The problem:
Please recast the listing below as a numbered list, one entry per line, with blank lines dropped and the pictures left out.

Data excerpts:

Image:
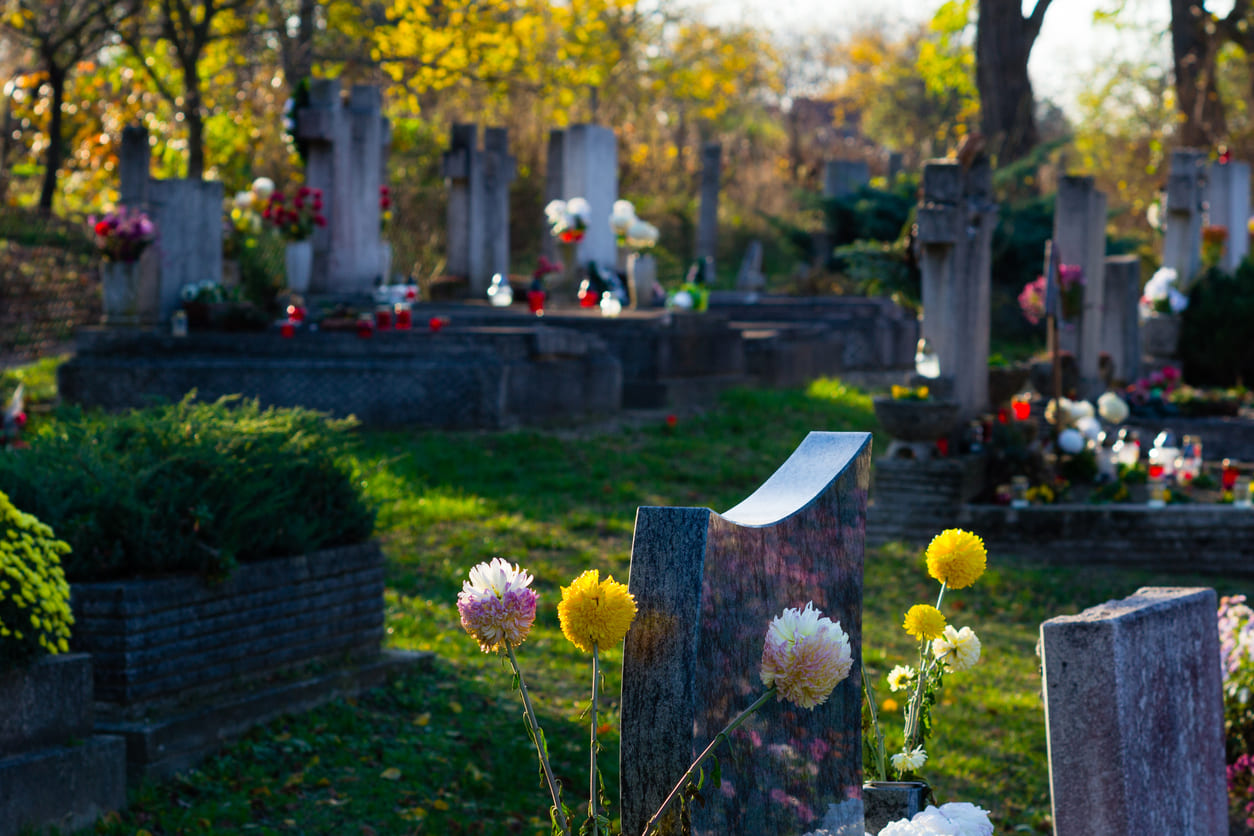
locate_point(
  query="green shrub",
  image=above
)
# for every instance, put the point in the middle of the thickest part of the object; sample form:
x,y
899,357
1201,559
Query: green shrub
x,y
189,486
34,598
1217,344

Exercise output:
1. Image:
2. locate_point(
3.   query="green shrub",
4.   image=above
5. )
6. # for every instance, put the point in the middle of the thickest part of the object; sample form:
7. x,y
8. 899,357
9. 1201,559
10. Query: green shrub
11. x,y
12. 189,486
13. 34,598
14. 1217,344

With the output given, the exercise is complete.